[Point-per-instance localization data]
◇ ◇ ◇ ◇ ◇ ◇ ◇
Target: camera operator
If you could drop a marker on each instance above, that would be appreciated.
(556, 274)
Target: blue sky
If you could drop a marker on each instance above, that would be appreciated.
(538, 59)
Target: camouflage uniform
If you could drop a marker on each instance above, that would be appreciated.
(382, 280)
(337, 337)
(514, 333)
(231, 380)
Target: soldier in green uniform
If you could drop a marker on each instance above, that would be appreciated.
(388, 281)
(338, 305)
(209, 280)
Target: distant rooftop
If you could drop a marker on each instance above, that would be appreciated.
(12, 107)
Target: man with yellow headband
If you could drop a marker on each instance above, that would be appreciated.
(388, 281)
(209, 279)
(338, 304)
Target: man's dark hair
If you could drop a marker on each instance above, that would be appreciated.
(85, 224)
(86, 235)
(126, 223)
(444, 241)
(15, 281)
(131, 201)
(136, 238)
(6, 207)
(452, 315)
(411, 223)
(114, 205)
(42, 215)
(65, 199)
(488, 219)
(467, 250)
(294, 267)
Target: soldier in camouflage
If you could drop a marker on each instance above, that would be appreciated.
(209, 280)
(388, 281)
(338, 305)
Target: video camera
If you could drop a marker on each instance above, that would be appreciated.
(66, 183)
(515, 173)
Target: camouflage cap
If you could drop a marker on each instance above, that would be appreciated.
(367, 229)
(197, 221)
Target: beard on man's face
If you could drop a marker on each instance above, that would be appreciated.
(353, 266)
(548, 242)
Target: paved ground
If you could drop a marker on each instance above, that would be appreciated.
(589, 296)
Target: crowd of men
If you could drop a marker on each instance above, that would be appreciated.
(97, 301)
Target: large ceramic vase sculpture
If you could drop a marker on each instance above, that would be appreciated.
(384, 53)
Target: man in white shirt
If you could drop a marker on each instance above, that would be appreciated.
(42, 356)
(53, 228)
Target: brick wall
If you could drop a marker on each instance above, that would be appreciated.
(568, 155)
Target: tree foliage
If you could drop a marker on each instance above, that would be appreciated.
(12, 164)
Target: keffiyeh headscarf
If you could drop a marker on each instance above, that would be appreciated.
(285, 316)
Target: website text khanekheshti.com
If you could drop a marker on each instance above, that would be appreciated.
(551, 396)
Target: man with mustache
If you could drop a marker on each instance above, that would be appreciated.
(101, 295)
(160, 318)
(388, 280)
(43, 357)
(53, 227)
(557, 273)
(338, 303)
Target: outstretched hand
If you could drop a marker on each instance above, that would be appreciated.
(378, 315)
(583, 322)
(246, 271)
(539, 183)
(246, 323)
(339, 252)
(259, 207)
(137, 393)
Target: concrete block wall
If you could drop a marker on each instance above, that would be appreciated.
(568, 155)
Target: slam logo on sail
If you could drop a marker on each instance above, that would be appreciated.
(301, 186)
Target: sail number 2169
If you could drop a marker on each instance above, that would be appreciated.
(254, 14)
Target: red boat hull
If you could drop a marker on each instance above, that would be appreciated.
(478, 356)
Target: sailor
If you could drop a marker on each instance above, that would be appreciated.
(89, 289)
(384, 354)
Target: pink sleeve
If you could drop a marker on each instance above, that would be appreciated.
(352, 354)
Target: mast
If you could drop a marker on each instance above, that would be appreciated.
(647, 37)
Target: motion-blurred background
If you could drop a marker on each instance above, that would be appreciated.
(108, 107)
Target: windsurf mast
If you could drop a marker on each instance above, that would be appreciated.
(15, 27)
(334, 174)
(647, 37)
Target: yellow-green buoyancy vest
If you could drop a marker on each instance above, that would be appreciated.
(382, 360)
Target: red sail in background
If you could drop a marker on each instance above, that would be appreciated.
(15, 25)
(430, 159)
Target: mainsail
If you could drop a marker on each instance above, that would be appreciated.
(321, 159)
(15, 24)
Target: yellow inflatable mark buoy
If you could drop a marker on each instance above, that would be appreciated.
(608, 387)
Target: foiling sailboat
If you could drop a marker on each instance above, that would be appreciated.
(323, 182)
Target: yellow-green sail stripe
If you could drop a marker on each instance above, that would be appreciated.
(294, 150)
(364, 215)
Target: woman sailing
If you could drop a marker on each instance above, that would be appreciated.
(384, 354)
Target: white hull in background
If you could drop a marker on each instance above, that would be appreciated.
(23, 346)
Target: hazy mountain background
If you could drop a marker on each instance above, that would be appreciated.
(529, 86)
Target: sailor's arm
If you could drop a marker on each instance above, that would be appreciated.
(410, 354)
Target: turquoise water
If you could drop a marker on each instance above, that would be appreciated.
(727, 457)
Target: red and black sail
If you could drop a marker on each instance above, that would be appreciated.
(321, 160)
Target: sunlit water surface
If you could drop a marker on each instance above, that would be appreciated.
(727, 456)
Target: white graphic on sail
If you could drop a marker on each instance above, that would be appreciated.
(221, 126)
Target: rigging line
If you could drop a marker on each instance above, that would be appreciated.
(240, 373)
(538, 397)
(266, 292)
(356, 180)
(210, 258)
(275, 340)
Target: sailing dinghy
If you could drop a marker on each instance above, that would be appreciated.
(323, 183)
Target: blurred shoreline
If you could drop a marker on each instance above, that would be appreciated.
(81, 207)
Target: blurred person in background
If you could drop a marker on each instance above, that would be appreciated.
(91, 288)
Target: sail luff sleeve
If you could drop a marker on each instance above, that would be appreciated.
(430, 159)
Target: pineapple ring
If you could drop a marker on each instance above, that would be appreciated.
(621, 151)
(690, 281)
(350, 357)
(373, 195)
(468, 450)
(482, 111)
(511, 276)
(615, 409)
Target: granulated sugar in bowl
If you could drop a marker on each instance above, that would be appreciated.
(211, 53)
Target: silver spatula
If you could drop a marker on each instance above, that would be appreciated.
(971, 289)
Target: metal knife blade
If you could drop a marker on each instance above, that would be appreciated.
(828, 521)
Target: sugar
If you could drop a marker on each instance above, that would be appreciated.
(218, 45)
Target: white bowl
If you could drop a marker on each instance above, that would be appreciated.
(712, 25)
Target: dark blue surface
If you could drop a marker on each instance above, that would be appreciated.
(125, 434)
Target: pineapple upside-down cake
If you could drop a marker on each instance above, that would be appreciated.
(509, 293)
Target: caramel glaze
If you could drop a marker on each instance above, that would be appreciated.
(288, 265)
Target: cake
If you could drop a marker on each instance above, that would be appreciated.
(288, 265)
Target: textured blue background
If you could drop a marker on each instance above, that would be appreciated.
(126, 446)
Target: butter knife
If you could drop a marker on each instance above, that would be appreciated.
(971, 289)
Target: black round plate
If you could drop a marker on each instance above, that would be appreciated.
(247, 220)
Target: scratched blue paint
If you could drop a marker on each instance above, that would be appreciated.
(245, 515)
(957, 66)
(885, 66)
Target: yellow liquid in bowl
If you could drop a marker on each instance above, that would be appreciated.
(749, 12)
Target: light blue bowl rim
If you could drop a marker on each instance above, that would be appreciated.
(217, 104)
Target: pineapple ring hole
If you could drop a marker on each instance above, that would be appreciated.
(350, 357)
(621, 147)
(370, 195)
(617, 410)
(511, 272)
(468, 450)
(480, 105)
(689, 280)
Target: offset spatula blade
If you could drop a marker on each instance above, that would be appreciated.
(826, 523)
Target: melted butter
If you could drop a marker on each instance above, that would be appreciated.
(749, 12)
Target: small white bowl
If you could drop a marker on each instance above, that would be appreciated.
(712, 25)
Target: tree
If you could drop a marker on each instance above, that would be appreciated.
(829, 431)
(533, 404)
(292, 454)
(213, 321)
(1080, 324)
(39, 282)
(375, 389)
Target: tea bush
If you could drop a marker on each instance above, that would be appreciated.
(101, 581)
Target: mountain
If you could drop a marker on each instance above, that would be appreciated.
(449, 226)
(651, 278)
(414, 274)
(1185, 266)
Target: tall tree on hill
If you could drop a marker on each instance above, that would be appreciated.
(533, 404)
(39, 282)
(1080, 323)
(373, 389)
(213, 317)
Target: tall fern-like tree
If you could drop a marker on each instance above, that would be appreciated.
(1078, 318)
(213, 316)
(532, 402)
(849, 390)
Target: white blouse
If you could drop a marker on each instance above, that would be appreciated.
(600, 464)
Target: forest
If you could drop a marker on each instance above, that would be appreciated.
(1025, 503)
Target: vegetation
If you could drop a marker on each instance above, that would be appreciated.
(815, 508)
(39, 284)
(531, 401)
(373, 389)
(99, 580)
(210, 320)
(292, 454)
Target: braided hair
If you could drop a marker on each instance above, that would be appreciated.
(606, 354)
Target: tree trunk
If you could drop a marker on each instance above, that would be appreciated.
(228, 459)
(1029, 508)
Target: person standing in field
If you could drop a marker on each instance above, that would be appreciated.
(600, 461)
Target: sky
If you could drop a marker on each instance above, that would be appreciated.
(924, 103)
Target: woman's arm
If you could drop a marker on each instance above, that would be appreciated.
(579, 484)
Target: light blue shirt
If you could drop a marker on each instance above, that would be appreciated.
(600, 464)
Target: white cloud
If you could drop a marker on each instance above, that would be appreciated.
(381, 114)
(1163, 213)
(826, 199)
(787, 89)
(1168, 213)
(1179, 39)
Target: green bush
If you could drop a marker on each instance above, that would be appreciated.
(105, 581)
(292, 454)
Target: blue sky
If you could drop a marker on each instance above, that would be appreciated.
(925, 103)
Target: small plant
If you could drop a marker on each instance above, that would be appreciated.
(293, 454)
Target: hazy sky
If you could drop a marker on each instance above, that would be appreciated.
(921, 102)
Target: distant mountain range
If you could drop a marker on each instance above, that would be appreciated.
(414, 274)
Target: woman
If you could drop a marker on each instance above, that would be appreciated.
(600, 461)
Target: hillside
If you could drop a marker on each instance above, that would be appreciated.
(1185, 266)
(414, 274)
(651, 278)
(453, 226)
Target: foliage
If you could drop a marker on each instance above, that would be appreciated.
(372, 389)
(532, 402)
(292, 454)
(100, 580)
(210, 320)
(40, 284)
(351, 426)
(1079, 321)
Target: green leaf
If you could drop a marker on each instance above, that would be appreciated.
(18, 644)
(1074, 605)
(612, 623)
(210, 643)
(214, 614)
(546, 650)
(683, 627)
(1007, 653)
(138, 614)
◇ ◇ ◇ ◇ ◇ ◇ ◇
INSTRUCTIONS FOR THE TASK =>
Using the entries above, return each line in which the word "black" occurs.

REPLY TO THE EXERCISE =>
Target: red and black sail
Target: black round plate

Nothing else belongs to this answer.